[Start]
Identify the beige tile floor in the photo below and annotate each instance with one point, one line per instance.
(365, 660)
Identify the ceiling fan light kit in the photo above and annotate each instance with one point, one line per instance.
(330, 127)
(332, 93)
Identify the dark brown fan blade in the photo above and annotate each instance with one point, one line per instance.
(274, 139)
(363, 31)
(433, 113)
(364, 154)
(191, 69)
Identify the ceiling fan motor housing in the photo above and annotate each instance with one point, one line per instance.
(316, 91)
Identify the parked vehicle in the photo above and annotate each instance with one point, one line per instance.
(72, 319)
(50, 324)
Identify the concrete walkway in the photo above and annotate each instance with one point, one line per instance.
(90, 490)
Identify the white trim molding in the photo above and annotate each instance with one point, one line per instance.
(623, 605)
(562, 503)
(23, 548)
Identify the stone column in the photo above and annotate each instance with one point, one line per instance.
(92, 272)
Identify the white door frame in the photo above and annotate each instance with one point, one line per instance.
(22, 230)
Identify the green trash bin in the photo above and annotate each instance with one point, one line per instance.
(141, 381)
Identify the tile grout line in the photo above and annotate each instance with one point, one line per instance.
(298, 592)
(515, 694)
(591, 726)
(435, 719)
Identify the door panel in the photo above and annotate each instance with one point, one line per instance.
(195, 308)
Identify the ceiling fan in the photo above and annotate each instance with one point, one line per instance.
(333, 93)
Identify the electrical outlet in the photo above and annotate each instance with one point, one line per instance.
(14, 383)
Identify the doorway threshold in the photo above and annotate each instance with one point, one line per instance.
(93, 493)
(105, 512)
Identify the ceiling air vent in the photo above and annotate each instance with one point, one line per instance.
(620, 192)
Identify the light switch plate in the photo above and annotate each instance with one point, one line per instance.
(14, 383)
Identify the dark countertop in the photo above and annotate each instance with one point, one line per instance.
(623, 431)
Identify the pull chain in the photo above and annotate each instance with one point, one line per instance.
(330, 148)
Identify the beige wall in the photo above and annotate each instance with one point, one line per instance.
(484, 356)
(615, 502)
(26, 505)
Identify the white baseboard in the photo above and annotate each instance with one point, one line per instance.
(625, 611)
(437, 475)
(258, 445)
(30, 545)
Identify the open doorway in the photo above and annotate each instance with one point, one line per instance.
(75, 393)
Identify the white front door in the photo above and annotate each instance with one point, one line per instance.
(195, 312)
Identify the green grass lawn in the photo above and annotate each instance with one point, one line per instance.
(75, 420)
[End]
[Start]
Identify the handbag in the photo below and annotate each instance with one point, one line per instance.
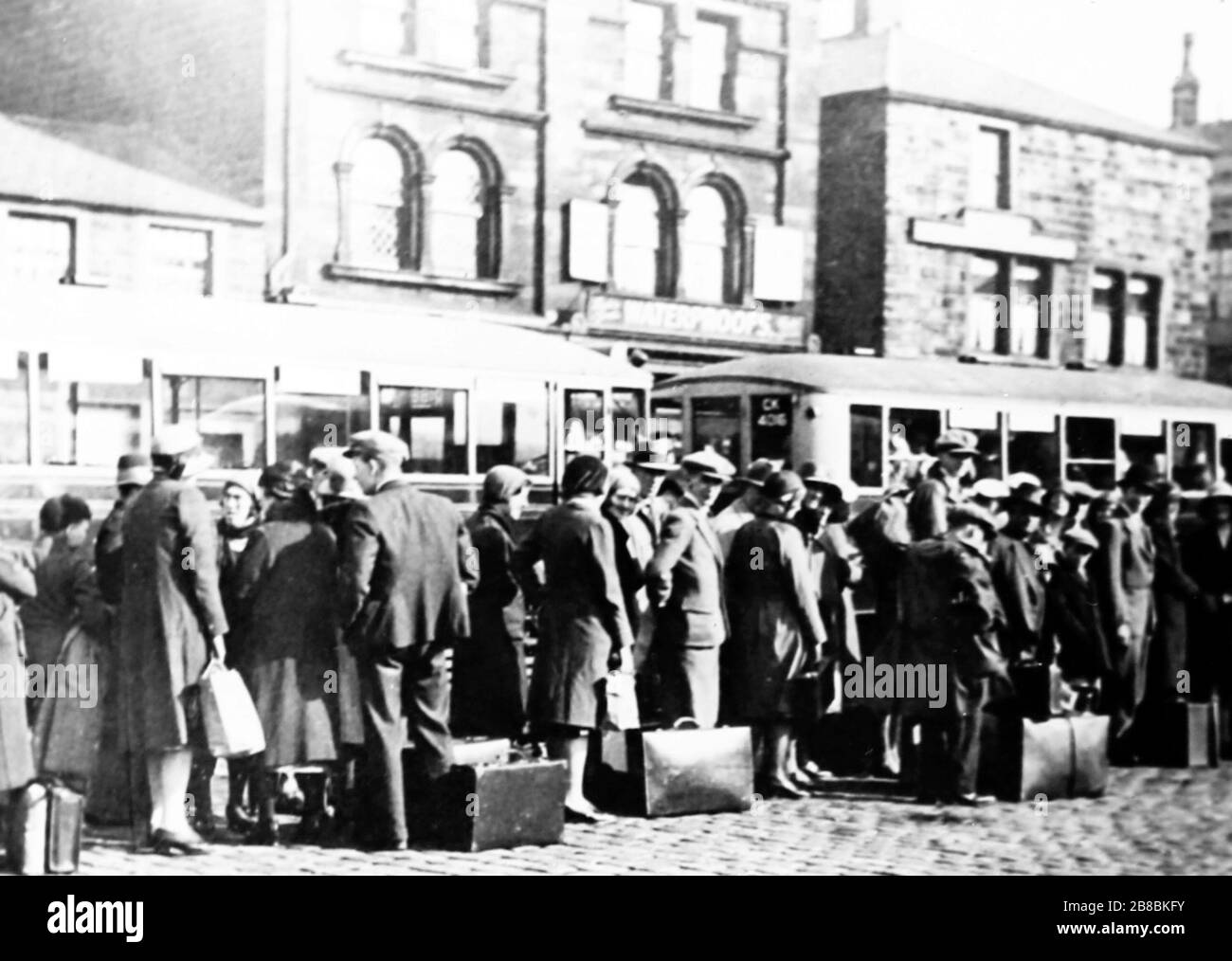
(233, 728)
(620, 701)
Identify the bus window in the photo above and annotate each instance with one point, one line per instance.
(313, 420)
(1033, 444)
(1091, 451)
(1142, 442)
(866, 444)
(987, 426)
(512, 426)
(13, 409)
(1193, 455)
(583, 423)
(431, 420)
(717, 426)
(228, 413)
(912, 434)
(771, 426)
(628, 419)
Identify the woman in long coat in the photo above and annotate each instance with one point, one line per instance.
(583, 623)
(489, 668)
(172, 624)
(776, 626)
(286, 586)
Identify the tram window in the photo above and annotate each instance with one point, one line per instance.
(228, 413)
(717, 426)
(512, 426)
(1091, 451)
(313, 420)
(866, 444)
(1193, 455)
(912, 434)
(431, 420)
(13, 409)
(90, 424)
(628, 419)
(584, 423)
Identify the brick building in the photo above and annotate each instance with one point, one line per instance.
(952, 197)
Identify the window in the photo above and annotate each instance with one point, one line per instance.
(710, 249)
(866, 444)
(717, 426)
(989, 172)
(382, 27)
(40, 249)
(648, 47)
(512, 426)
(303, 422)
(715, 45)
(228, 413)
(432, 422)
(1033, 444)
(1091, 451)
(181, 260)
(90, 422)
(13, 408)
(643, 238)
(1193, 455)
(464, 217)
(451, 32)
[End]
[Start]
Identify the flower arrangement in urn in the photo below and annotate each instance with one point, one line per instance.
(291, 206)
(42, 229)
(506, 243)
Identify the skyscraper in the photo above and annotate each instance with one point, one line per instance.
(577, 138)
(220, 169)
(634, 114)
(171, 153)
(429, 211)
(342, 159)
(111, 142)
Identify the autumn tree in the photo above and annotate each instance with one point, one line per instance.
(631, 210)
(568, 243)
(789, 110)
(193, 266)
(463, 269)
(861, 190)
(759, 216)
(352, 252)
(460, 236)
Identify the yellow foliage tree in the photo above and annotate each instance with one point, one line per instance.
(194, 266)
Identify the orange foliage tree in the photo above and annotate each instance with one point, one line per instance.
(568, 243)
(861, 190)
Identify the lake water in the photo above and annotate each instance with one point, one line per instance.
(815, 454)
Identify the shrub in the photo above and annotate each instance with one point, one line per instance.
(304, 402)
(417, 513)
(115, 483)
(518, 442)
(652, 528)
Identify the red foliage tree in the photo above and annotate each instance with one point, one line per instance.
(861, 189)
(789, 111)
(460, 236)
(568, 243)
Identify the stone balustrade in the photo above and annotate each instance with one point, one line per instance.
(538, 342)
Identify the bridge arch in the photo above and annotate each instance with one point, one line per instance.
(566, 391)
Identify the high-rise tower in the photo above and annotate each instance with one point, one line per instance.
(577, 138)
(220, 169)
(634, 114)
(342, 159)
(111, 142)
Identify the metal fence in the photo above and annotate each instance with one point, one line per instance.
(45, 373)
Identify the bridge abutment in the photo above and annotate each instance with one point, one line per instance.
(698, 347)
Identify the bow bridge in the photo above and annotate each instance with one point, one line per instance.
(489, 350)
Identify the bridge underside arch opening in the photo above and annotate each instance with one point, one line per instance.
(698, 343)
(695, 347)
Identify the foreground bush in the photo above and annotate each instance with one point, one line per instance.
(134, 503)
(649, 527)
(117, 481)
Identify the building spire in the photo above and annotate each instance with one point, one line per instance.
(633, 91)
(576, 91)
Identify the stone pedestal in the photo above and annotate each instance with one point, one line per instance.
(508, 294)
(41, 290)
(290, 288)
[End]
Job
Count the lines in the data above that contain the string "white", treating uppercase and lowercase letters as distinct, and reply with the number alone.

Task output
4